TO DO: Please give back every one of the items below word for word, leaving out the pictures.

EXTRACTED MATERIAL:

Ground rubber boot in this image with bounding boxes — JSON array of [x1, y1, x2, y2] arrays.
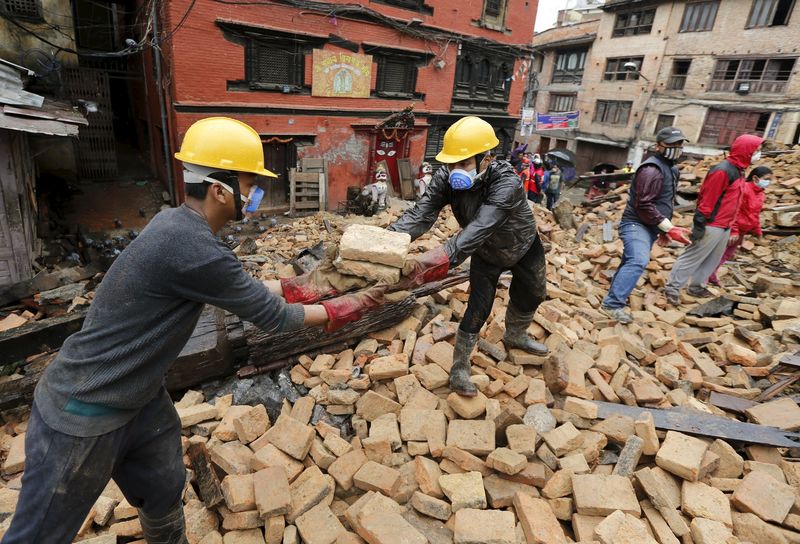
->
[[450, 329, 478, 397], [503, 305, 549, 355], [139, 502, 189, 544]]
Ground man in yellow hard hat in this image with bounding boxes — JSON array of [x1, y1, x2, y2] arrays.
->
[[2, 117, 384, 544], [389, 117, 547, 396]]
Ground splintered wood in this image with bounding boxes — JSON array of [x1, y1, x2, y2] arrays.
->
[[0, 153, 800, 544]]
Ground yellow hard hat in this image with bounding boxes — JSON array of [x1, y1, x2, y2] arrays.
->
[[175, 117, 278, 178], [436, 116, 500, 163]]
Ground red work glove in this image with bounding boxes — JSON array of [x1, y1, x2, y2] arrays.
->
[[321, 285, 386, 332], [281, 265, 339, 304], [401, 246, 450, 288], [662, 227, 692, 246]]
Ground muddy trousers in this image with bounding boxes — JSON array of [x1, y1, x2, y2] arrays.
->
[[2, 389, 186, 544], [459, 236, 547, 334]]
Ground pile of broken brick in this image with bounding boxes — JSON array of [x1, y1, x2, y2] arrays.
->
[[0, 155, 800, 544]]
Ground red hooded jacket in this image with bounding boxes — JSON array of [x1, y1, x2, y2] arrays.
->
[[697, 134, 764, 229], [731, 182, 766, 236]]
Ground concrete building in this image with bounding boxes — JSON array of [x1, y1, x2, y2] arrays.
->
[[149, 0, 537, 212], [531, 0, 800, 170]]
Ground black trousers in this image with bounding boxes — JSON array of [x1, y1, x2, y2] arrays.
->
[[459, 236, 547, 334], [2, 389, 186, 544]]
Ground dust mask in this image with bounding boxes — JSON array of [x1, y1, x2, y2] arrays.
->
[[664, 147, 683, 161], [449, 168, 478, 191]]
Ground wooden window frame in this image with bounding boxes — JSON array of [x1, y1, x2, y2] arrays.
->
[[744, 0, 796, 28], [667, 59, 692, 91], [550, 48, 589, 85], [547, 93, 578, 113], [611, 7, 657, 38], [592, 100, 633, 126], [708, 57, 798, 94], [0, 0, 44, 23], [603, 56, 644, 81], [678, 0, 719, 32], [653, 113, 675, 136]]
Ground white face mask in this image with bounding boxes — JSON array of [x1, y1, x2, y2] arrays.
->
[[664, 147, 683, 161]]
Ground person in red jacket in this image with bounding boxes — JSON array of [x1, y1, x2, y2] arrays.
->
[[708, 166, 772, 285], [664, 134, 764, 306]]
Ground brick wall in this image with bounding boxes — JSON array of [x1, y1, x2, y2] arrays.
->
[[151, 0, 538, 206]]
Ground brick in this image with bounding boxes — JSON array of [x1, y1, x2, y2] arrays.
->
[[613, 435, 644, 478], [572, 474, 642, 517], [3, 433, 25, 475], [542, 422, 583, 456], [339, 224, 411, 268], [322, 432, 354, 457], [453, 508, 517, 544], [731, 472, 795, 523], [209, 442, 253, 474], [295, 503, 346, 544], [633, 412, 661, 455], [506, 425, 538, 459], [250, 444, 304, 482], [514, 493, 567, 544], [439, 471, 486, 512], [564, 397, 598, 419], [358, 512, 428, 544], [690, 518, 733, 544], [253, 466, 292, 519], [656, 431, 708, 481], [286, 466, 333, 524], [414, 457, 444, 499], [233, 404, 269, 444], [264, 516, 286, 544], [222, 474, 256, 512], [447, 419, 495, 455], [333, 257, 401, 285], [266, 415, 314, 461], [356, 390, 402, 422], [353, 461, 400, 497], [594, 510, 658, 544], [368, 353, 408, 382], [328, 449, 367, 491], [542, 469, 573, 499], [681, 481, 733, 527], [222, 529, 264, 544], [447, 391, 486, 419], [424, 342, 454, 372], [178, 402, 217, 429], [411, 491, 453, 521], [486, 448, 528, 475], [745, 397, 800, 431]]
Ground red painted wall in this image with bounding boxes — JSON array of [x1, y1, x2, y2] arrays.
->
[[149, 0, 538, 208]]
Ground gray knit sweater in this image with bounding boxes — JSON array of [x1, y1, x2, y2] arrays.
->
[[34, 206, 304, 436]]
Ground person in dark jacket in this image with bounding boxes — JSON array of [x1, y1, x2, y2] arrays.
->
[[664, 134, 764, 306], [389, 117, 547, 396], [2, 117, 386, 544], [600, 127, 689, 323]]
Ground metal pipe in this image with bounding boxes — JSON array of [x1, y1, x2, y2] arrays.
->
[[153, 2, 175, 206]]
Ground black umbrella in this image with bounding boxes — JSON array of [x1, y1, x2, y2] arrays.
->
[[547, 148, 578, 167]]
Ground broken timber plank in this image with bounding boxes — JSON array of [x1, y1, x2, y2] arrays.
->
[[0, 310, 87, 365], [594, 400, 800, 448]]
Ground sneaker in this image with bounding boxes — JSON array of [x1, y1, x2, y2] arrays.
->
[[664, 289, 681, 306], [686, 285, 715, 298], [600, 306, 633, 325]]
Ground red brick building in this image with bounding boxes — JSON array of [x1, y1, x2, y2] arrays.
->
[[140, 0, 537, 211]]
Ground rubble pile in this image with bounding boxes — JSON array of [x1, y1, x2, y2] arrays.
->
[[0, 151, 800, 544]]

THE COMPLETED TASK:
Ground rubber boot in this image with bounding boxes — JSON array of [x1, y1, x2, y2] arrays.
->
[[450, 329, 478, 397], [503, 305, 549, 355], [139, 502, 189, 544]]
Ground man in yellow hard hat in this image with bounding boxes — JSON array of [x1, y1, x2, y2] arrays.
->
[[2, 117, 384, 544], [389, 117, 547, 396]]
Ground splintered wood in this image with bounding boxes — JSON array of [x1, y1, x2, y2] arrays.
->
[[0, 153, 800, 544]]
Ground yellow hard hat in this image with bounding boxes — JSON array of [x1, y1, x2, y2] arrays.
->
[[175, 117, 278, 178], [436, 116, 500, 163]]
Ground red work glove in this image with bounding boxes — JSON array of [x1, y1, x2, y2] arrays.
->
[[321, 285, 386, 332], [281, 265, 339, 304], [401, 246, 450, 288], [662, 227, 692, 246]]
Ground muddy trousers in this image with bounding boxes — JSON array of [x1, y1, x2, y2] arrays.
->
[[2, 389, 186, 544], [459, 236, 547, 334]]
Ground pile of broken brick in this image with bounding boxes — JSON array of [x1, y1, x2, y2] arrays.
->
[[0, 155, 800, 544]]
Ground red hooded jacket in this image with bounding boxes — JSON array of [x1, y1, x2, y2] arrays.
->
[[697, 134, 764, 229], [731, 182, 766, 236]]
Ground concrete building in this image with bounding boxes — JSON array of [x1, y1, x2, y2] arrays.
->
[[149, 0, 537, 212], [531, 0, 800, 170]]
Ground black trousers in this image with bounding boxes — JSON array of [x1, y1, x2, y2] arrays.
->
[[459, 236, 547, 334], [2, 389, 186, 544]]
Ground dust mask in this image with bounding boxes — JSON array of [x1, y1, x2, y2] arrays.
->
[[664, 147, 683, 161], [449, 168, 478, 191]]
Ground wooden window frame in this image with bounding boxes — JSON array of [x1, y1, x2, y2] arrays.
->
[[744, 0, 796, 28], [667, 59, 692, 91], [550, 48, 589, 85], [547, 93, 578, 113], [611, 7, 657, 38], [592, 100, 633, 126], [708, 57, 798, 94], [0, 0, 44, 23], [603, 56, 644, 81], [678, 0, 719, 32], [653, 113, 675, 136]]
Ground white face mask in this image with bounding boxes — JSON array of [x1, y1, x2, y2] arrays.
->
[[664, 147, 683, 161]]
Ground person in red jacket in this image with bounding boxes — JSON array of [x1, y1, x2, y2] arrays.
->
[[708, 166, 772, 285], [664, 134, 764, 306]]
Ground brick wall in this image with bounding boxes — JSON array of [x1, y1, x2, y2] arrays.
->
[[151, 0, 538, 206]]
Ground brick in this image with bounding boxes — JSON array of [x1, y1, x2, y2] arrays.
->
[[613, 435, 644, 478], [572, 474, 642, 517], [3, 433, 25, 475], [542, 422, 583, 456], [339, 224, 411, 268], [322, 432, 354, 457], [453, 508, 517, 544], [731, 472, 795, 523], [209, 442, 253, 474], [295, 503, 346, 544], [633, 412, 661, 455], [506, 425, 538, 459], [250, 444, 304, 482], [514, 493, 567, 544], [439, 471, 486, 512], [564, 397, 598, 419], [358, 512, 428, 544], [690, 518, 733, 544], [253, 466, 292, 519], [656, 431, 708, 481], [286, 466, 333, 524], [414, 457, 444, 499], [233, 404, 269, 444], [264, 516, 286, 544], [222, 474, 256, 512], [447, 419, 495, 455], [333, 257, 401, 285], [266, 415, 314, 461], [356, 390, 402, 422], [353, 461, 400, 497], [594, 510, 658, 544], [368, 353, 408, 382], [328, 449, 367, 491], [542, 469, 573, 499], [681, 481, 733, 527], [222, 529, 264, 544], [447, 391, 486, 419], [424, 342, 454, 372], [178, 402, 217, 429], [411, 491, 453, 521], [486, 448, 528, 475], [745, 397, 800, 431]]
Ground red painted wall in this image with bounding boxes — JSON array of [x1, y1, x2, y2] arrays.
->
[[149, 0, 538, 208]]
Ground gray knit sweater in this image with bounding boxes — JSON array of [x1, y1, x2, y2] arrays.
->
[[34, 206, 304, 436]]
Ground person in dark jacket in this image with bounding boxes — JSON array of [x1, y1, x2, y2] arrays.
->
[[664, 134, 764, 306], [389, 117, 547, 396], [2, 117, 386, 544], [600, 127, 689, 323]]
Ground metal pipe in this image with bounding boxes — JSON array of [x1, y1, x2, y2] arrays.
->
[[153, 2, 175, 206]]
Ground black umbrella in this image with bounding boxes — JSON array of [x1, y1, x2, y2] arrays.
->
[[547, 148, 578, 167]]
Ground broken timber plank in this image with bounding boxes — JSON array of [x1, y1, x2, y2] arrays.
->
[[0, 310, 87, 365], [594, 400, 800, 448]]
Ground sneaker in this image with bounding boxes — JSON array of [x1, y1, x2, y2] arrays.
->
[[664, 289, 681, 306], [686, 285, 715, 298], [600, 306, 633, 325]]
Ground red brick building in this image with bounding boxes — JSON array of [x1, y1, x2, y2] arrays.
->
[[140, 0, 537, 211]]
Ground rubble pile in this image with bounding boxes — JSON array of [x1, y1, x2, y2] arrays.
->
[[0, 151, 800, 544]]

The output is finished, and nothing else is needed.